• **Ejercicios**
1) Indica si cada afirmación coincide con el relato sobre Argueta: (a) Argueta perdió los dientes en la prisión; (b) Argueta quería ser médico; (c) Argueta afirma que puede dejar las drogas. Responde sí o no y cita textualmente las palabras del relato que lo deciden.
2) Transcribe sin cambios el fragmento del relato sobre Argueta que va desde "Algunas veces me" hasta "ira y locura.".
3) Prolonga el relato sobre Argueta a partir de su última oración.

Para Argueta ya no quedan esperanzas. Aún cuando quedara en libertad, seguiría siendo reo de las drogas y sus daños colaterales. Sin familia y sin sus cinco sentidos completos, es muy probable que termine sus días en esta prisión o en cualquier calle de cualquier ciudad o pueblo de Chiapas.
Algunas veces me contó que soñaba con su libertad. Sin un solo diente en la boca, la abría en toda su extensión y juraba que lo primero que haría al salir, sería ponerse dientes postizos. —“Para verme guapo” —, decía, y se metía toda la mano en la cavidad bucal hasta vomitar. Los dientes los perdió en la prisión cuando se daba de topes contra las paredes. Sus labios eran un mapa en relieve que mostraba una larga historia de ataques de ira y locura.
En el fondo del pasillo del segundo piso del área donde nos encontramos una tarde para charlar, se sentó largo rato sin pronunciar palabra. A veces, la compañía silente aquí, resulta reconfortante. Es como engañar a la soledad y burlar la historia de cada quién. Argueta tenía los ojos inflamados; le pregunté si había llorado y me respondió que sí.
—Quería ser ingeniero mecánico; era mi sueño… Soñaba con tener una familia, tener hijos, ser feliz, como mis padres —dijo secándose las mejillas con una mano llena de costras y completó su idea:
—Como mis padres antes que yo me descarriara y me convirtiera en su infierno.
—Todavía estás a tiempo. Estás joven puedes rehacer tu vida —traté de convencerlo.
—Ya no puedo; las drogas son como una enfermedad de la que ya nadie se cura. No las puedo dejar… Lucho para no tomarlas, pero la soledad de ésta cárcel me obliga a caer de nuevo, ¡no puedo! —gritó apretándose el rostro con las manos.

• **Ítems proporcionados**
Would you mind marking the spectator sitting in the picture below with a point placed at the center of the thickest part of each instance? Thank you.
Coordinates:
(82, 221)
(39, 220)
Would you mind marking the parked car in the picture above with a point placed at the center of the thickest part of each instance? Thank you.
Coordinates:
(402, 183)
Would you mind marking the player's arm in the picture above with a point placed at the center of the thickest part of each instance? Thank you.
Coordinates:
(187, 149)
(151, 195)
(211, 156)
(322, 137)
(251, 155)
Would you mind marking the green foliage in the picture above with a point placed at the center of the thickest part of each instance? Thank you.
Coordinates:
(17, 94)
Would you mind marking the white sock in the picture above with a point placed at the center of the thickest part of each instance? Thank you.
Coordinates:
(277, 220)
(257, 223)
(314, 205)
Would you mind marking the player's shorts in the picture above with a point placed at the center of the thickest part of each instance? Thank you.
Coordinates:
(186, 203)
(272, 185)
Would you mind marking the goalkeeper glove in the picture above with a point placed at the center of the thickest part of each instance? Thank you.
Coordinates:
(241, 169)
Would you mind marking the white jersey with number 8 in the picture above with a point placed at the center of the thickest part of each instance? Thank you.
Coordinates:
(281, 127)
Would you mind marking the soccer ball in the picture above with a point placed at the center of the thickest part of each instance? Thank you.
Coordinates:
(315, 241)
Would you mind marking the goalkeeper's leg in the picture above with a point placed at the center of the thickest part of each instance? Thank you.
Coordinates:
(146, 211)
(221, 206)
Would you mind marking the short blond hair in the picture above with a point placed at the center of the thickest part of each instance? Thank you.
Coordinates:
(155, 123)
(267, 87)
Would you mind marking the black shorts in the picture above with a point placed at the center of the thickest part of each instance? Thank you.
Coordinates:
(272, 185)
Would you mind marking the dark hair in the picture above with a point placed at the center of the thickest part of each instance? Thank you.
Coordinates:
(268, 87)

• **Respuestas del ejercicio**
1)
(a) Sí: "Los dientes los perdió en la prisión cuando se daba de topes contra las paredes."
(b) No: "Quería ser ingeniero mecánico; era mi sueño"
(c) No: "No las puedo dejar"

2)
Algunas veces me contó que soñaba con su libertad. Sin un solo diente en la boca, la abría en toda su extensión y juraba que lo primero que haría al salir, sería ponerse dientes postizos. —“Para verme guapo” —, decía, y se metía toda la mano en la cavidad bucal hasta vomitar. Los dientes los perdió en la prisión cuando se daba de topes contra las paredes. Sus labios eran un mapa en relieve que mostraba una larga historia de ataques de ira y locura.

3)
Pocos días después, desapareció del área; nadie supo a dónde lo enviaron las autoridades carcelarias. Como Argueta, cientos de presos en éste lugar, sienten que lo han perdido todo. El concepto de “rehabilitación” del que se ufana el gobierno, es una de las grandes falacias oficiales. Aquí nadie se rehabilita; aquí es una auténtica escuela de vicios, perdición y delincuencia.
Unos días después que Argueta desapareció de nuestra área, otro reo procesado por narcomenudeo, me contó que a unos días de ser liberado, sentenciaron a aquel muchacho a 12 años más, por traficar drogas dentro del penal.
—Las autoridades sabían que traficaba droga aquí adentro, pero alguien les pasó el pitazo que se quedaba con una parte de las ganancias; eso los enojó y lo enjuiciaron por tráfico cuando ellos mismos permiten la circulación de drogas acá dentro — confesó, según él, dispuesto a morir por sus “delaciones”.
Me contó entonces que los mismos policías penitenciarios introducían la droga por las torres traseras y las instaladas en el sector femenil, mismas que iban a recoger en terrenos aledaños al penal, en las motos “todo-terreno” que tenían a su disposición. Todo, claro, con la anuencia de los funcionarios pablistas que entonces tenían el poder político de Chiapas.